▶ _MASUKAN TUGAS_:
########

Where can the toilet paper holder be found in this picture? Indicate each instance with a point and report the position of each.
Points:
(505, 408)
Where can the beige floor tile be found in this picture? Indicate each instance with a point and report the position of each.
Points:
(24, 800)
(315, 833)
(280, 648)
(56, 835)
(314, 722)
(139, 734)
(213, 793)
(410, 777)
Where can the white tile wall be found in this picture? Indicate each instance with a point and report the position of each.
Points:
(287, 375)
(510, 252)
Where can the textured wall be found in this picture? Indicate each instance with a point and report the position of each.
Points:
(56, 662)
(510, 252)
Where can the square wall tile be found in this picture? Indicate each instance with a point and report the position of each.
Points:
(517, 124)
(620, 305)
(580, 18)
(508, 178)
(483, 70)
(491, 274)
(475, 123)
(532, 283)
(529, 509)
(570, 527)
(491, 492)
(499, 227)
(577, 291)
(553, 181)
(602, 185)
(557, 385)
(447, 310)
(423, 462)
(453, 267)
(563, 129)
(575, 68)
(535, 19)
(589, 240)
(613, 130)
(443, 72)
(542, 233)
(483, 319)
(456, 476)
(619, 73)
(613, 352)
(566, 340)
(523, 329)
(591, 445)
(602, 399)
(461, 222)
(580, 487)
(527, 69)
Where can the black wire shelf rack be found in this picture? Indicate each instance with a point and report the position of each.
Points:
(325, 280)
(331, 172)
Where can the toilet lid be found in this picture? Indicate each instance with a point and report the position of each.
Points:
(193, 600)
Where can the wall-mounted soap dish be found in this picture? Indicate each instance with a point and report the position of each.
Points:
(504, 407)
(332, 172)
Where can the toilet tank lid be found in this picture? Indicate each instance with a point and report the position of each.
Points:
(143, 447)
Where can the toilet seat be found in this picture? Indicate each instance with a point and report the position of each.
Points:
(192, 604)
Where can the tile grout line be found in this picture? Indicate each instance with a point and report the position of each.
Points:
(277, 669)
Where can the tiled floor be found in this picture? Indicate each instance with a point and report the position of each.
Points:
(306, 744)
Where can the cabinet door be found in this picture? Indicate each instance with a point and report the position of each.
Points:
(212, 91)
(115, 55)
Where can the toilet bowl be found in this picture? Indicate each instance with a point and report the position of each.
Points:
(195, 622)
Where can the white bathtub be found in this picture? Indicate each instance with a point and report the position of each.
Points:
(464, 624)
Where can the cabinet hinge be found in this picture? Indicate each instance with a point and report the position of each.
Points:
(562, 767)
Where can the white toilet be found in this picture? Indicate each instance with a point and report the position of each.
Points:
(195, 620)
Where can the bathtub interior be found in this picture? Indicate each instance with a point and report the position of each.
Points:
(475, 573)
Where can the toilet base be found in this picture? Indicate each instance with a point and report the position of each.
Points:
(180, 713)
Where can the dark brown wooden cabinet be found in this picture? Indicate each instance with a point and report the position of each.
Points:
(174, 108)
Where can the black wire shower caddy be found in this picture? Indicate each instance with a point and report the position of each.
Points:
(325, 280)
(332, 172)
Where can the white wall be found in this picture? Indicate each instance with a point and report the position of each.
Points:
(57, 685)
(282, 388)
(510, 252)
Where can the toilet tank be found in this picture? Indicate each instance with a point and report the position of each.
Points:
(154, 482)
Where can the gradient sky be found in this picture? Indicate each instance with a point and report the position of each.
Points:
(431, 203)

########

▶ _PETUNJUK PENGERJAAN_:
Salin ulang tanpa perubahan baris-baris catatan di atas, mulai dari baris yang memuat "Where can the gradient" dan terus sampai baris terakhir catatan.

▶ _CONTOH PENYELESAIAN_:
Where can the gradient sky be found in this picture? Indicate each instance with a point and report the position of each.
Points:
(431, 203)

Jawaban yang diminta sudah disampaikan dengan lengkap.